▸ **Task goal**
With the images left out, print all of the records below exactly.

(Referring expression data)
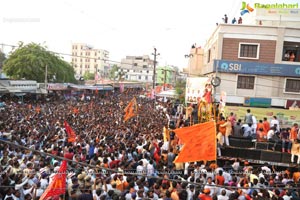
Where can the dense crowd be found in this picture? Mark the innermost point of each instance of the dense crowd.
(113, 159)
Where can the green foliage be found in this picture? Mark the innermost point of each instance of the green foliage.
(112, 72)
(30, 62)
(2, 59)
(89, 76)
(180, 90)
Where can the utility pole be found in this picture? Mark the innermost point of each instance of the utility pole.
(154, 67)
(46, 77)
(165, 73)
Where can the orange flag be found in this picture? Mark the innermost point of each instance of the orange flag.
(38, 109)
(75, 110)
(199, 142)
(70, 132)
(130, 110)
(58, 184)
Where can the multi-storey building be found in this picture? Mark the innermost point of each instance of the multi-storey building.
(87, 59)
(166, 75)
(137, 68)
(195, 61)
(258, 64)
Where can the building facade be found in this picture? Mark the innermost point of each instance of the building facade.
(166, 75)
(195, 62)
(87, 59)
(255, 63)
(137, 68)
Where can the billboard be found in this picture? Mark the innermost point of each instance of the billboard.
(195, 88)
(258, 68)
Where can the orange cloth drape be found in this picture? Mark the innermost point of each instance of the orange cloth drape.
(58, 184)
(70, 132)
(130, 110)
(199, 142)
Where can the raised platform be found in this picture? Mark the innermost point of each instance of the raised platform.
(258, 156)
(256, 152)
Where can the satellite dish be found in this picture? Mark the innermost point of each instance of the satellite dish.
(77, 77)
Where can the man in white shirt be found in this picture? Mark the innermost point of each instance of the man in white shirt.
(275, 121)
(223, 195)
(211, 186)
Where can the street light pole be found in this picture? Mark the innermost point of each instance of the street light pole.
(154, 67)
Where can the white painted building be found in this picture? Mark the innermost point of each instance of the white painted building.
(87, 59)
(137, 68)
(251, 62)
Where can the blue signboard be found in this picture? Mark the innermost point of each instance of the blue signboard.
(257, 68)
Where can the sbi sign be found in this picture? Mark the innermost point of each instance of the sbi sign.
(231, 67)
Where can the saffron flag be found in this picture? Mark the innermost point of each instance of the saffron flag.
(70, 132)
(58, 184)
(199, 142)
(121, 87)
(82, 97)
(130, 110)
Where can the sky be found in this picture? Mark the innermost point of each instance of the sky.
(123, 27)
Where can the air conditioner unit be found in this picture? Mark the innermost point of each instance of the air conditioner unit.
(247, 101)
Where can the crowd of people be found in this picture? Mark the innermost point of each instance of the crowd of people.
(113, 159)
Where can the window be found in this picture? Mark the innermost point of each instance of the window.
(250, 51)
(292, 85)
(245, 82)
(291, 51)
(208, 56)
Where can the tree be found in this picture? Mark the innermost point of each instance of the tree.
(31, 61)
(180, 90)
(112, 73)
(2, 59)
(88, 76)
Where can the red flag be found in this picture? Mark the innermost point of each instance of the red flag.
(199, 142)
(70, 132)
(58, 184)
(130, 110)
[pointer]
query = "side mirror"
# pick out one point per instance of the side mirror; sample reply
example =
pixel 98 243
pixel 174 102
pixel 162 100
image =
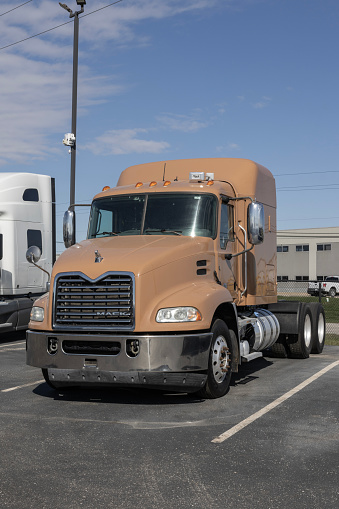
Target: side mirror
pixel 255 223
pixel 69 228
pixel 33 254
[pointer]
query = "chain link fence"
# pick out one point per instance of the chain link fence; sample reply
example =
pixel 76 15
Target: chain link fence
pixel 310 291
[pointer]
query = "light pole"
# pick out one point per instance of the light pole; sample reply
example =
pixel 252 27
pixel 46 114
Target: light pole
pixel 70 138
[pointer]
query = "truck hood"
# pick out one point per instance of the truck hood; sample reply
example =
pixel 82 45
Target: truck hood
pixel 137 254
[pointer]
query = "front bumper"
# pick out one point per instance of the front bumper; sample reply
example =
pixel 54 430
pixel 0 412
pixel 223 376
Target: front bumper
pixel 177 362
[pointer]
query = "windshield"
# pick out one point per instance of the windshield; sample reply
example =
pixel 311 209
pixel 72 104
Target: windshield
pixel 154 214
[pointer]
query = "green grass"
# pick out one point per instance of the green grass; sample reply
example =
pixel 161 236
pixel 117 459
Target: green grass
pixel 331 307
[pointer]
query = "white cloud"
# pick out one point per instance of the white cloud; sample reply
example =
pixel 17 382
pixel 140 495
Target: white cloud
pixel 229 147
pixel 183 123
pixel 262 103
pixel 126 141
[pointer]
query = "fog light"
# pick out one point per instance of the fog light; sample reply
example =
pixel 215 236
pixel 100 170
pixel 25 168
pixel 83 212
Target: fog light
pixel 179 314
pixel 37 314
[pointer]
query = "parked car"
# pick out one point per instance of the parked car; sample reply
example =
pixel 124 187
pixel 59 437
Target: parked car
pixel 330 286
pixel 313 288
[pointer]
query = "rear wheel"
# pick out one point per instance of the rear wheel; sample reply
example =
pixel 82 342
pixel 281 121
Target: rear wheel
pixel 302 347
pixel 279 350
pixel 219 364
pixel 318 327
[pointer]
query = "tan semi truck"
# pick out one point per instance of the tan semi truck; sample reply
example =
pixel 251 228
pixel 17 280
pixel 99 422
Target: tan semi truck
pixel 175 285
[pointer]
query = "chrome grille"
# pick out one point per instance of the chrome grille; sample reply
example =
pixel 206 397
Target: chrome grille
pixel 106 303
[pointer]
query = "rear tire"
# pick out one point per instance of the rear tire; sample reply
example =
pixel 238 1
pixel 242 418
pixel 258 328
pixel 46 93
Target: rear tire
pixel 318 327
pixel 279 350
pixel 219 364
pixel 301 349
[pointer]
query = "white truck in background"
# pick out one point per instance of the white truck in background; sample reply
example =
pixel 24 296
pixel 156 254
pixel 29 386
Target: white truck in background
pixel 328 287
pixel 27 218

▸ **Answer for the task**
Where can the dense crowd be found in this picture? Mark the innermost point of each instance of the dense crowd.
(113, 159)
Where can the green foliage be found in this picture? Mark the innermost point of each instance of the green foliage.
(112, 72)
(30, 62)
(2, 59)
(89, 76)
(180, 90)
Where can the utility pole be found in this picture? Mark the innermost point of each instance of the utility pole.
(154, 67)
(46, 77)
(165, 73)
Where can the orange flag be found in this picture? Mark the innermost point of each instance of the orange flag.
(38, 109)
(75, 110)
(199, 142)
(70, 132)
(130, 110)
(58, 184)
Where can the multi-storey building be found in this picture? Mark the innermost point of each instance of the multi-storey building.
(87, 59)
(166, 75)
(137, 68)
(195, 61)
(258, 64)
Where can the building facade be found in this picture? Mark the innermost point of each instance of the building facade.
(166, 75)
(195, 62)
(87, 59)
(255, 63)
(137, 68)
Where can the billboard be found in this picture? Mark the innermost point of each instance of the billboard.
(195, 88)
(258, 68)
Where can the orange cloth drape be found in this picture? Mark the innermost point of each instance of the orange cloth drape.
(58, 184)
(70, 132)
(130, 110)
(199, 142)
Where can the raised platform be found in this picture? Mark the innermost point of each instance of the raised platform.
(258, 156)
(256, 152)
Where can the satellite dish be found in this picture? Mark the innermost point of each instance of the satellite dish.
(77, 77)
Where can the man in white shirt be found in this picture? Mark the innermost point of each instance of the man in white shirt.
(275, 121)
(223, 195)
(211, 186)
Where can the street light pole be found in this picture? Mark the innermost point of each instance of the street light pole.
(154, 67)
Where can the white painted building be found in this picture? Mark the innermost point of each instance of the white painted building.
(87, 59)
(137, 68)
(251, 62)
Where can the blue signboard be found in this picture? Mark the innermost point of each instance of the blue signboard.
(257, 68)
Where can the sbi sign be found in this picture? Mark the innermost point of each instance of the sbi sign.
(231, 67)
Where can the saffron flag be found in this picture? Mark the innermost point of each instance of the saffron flag.
(70, 132)
(58, 184)
(199, 142)
(121, 87)
(82, 97)
(130, 110)
Where can the sky be found in this picture? Mark the innermost point of each instance of the sky.
(123, 27)
Where can the air conditioner unit be found in this picture? Mark the innermost point of each instance of the air conditioner unit.
(247, 101)
Where can the crowd of people be found in this picture? Mark the innermost point of each instance of the crowd of people.
(113, 159)
Where can the window be found in this picture? Mark the innermost point of each instance of the window.
(250, 51)
(292, 85)
(245, 82)
(291, 51)
(208, 56)
Where can the tree be found in this picture? Mark the innermost point of each instance of the tree.
(31, 61)
(180, 90)
(112, 73)
(2, 59)
(88, 76)
Where can the red flag be found in this picture? Mark the innermost point of each instance of the red flag.
(199, 142)
(70, 132)
(58, 184)
(130, 110)
[pointer]
query = "side mirror"
# pick out one point per instance of the side mirror; sample reply
example =
pixel 98 243
pixel 174 102
pixel 162 100
image =
Target: side mirror
pixel 255 223
pixel 69 228
pixel 33 254
[pointer]
query = "chain link fence"
# pick out one point per instance of the chain link fence; sample reply
example =
pixel 76 15
Target: chain link fence
pixel 310 291
[pointer]
query = "light pole"
# pick out one point per instance of the light pole; sample reply
example =
pixel 252 27
pixel 46 114
Target: light pole
pixel 70 138
[pointer]
query = "truck hood"
# pick out one point per instance of the truck hood; sample reply
example =
pixel 82 45
Target: truck hood
pixel 137 254
[pointer]
query = "front bumper"
# pick out one point per instance of the front bumper; sample reply
example =
pixel 54 430
pixel 0 412
pixel 223 376
Target: front bumper
pixel 177 362
[pointer]
query = "windshield"
# pick out one point per instance of the windshield; sample reply
example =
pixel 311 209
pixel 72 104
Target: windshield
pixel 154 214
[pointer]
query = "green grass"
# pick out one point per instance of the green grass; sample reply
example =
pixel 161 236
pixel 117 459
Target: green grass
pixel 331 307
[pointer]
query = "white cloud"
# pick out one point per instance of the white cloud; sample reply
example =
pixel 17 382
pixel 140 495
Target: white cloud
pixel 229 147
pixel 183 123
pixel 262 103
pixel 126 141
[pointer]
query = "fog light"
# pick out one point per instance of the fog light; sample reply
example =
pixel 215 236
pixel 100 170
pixel 25 168
pixel 83 212
Target: fog light
pixel 179 314
pixel 37 314
[pointer]
query = "parked car"
# pick out one point per instance of the parked car; sample reply
example =
pixel 124 187
pixel 59 437
Target: parked car
pixel 330 286
pixel 313 288
[pointer]
query = "rear wheel"
# pick out one point per instance of the rear wheel; sample reply
example =
pixel 82 342
pixel 281 121
Target: rear wheel
pixel 302 347
pixel 279 350
pixel 219 364
pixel 318 327
[pointer]
query = "tan semi truck"
# pick out one point per instance of the tan semi truck; sample reply
example =
pixel 251 228
pixel 17 280
pixel 99 422
Target: tan semi truck
pixel 175 285
[pointer]
query = "chrome grille"
# pick out one point per instance of the chrome grille; sample reply
example =
pixel 206 397
Target: chrome grille
pixel 106 303
[pointer]
query = "rear tire"
# pick out one point per instance of the rear tire; sample reply
example =
pixel 238 1
pixel 242 418
pixel 258 328
pixel 46 93
Target: rear tire
pixel 318 327
pixel 279 350
pixel 219 364
pixel 301 349
[pointer]
query = "white truck in background"
# pick out one point per instance of the white truck in background; sample reply
example =
pixel 24 296
pixel 156 254
pixel 29 386
Target: white truck in background
pixel 328 287
pixel 27 218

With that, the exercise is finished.